▶ _BRIEF_: Write out, unchanged, every line from the one containing "If you could mark the painted" through the final line of the entries, inclusive.

──────── GIVEN ENTRIES

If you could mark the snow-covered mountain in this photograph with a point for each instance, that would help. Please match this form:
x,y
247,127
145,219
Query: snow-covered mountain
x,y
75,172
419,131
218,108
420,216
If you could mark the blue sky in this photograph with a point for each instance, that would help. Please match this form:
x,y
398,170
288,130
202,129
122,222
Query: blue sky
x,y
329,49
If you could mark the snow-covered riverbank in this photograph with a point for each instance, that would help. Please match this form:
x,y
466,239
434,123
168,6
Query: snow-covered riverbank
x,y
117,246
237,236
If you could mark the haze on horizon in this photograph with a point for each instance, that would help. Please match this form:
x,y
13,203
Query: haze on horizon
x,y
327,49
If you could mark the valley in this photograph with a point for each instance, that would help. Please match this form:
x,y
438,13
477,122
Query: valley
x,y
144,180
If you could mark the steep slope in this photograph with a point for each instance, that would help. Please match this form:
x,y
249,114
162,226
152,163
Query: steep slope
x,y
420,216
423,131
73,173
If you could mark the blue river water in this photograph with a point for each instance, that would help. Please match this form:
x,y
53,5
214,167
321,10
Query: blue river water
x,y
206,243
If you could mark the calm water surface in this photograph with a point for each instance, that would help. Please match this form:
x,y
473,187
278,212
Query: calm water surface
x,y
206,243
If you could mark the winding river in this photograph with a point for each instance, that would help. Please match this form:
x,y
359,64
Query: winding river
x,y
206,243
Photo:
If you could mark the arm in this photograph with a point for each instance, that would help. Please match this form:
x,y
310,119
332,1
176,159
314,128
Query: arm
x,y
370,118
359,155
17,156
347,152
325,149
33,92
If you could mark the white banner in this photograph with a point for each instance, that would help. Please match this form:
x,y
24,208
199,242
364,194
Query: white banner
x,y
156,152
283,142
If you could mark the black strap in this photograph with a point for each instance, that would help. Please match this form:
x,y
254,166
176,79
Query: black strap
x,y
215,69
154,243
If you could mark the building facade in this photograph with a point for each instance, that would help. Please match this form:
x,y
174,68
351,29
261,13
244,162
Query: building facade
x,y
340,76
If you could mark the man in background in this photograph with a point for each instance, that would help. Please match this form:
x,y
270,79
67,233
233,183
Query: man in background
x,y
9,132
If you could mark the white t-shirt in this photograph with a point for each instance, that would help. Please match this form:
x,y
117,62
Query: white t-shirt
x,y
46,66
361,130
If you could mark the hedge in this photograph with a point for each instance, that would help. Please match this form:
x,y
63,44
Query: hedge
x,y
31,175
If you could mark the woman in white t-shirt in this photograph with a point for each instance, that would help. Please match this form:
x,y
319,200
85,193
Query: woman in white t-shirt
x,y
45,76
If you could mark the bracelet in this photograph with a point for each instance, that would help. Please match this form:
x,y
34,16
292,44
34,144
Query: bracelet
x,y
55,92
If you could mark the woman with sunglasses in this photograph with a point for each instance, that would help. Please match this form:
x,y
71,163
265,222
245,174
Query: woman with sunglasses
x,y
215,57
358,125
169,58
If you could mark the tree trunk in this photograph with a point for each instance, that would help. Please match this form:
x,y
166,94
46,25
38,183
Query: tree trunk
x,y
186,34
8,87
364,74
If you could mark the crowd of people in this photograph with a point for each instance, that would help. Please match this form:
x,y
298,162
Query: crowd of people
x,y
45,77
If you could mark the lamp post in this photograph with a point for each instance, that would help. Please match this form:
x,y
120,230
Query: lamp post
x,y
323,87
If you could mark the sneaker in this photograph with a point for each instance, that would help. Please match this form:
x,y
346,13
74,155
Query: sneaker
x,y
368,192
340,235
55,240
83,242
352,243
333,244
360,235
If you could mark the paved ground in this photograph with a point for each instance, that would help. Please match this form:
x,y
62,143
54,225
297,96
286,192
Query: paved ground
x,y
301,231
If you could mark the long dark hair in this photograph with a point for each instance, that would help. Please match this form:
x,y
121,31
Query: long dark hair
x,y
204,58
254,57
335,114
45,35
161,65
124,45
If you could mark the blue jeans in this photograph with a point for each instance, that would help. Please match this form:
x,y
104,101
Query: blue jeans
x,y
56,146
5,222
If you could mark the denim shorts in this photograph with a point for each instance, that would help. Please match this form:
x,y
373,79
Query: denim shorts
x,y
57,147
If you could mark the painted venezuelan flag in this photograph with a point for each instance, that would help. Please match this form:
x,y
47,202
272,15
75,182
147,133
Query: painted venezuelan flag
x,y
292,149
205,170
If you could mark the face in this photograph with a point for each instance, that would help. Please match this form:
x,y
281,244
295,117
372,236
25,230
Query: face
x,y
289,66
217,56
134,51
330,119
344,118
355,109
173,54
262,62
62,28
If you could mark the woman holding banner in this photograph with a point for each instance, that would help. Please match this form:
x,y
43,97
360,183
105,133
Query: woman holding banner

────────────────

▶ _RESULT OF THE TASK_:
If you could mark the painted venezuelan flag in this photograph with a point for each instance, that would help. Please match this form:
x,y
47,202
272,15
75,182
147,133
Query: painted venezuelan flag
x,y
292,149
205,170
If you could mark the face in this photograph with a point for each instance, that would help. Please match this form:
x,y
281,244
295,117
372,236
25,230
Query: face
x,y
289,66
217,56
134,51
330,119
344,118
355,109
173,54
262,62
62,28
If you could mark the woman holding banner in this photograph with a point for each instance, that would help. Please match this form:
x,y
43,97
360,183
105,133
Query: woman holding banner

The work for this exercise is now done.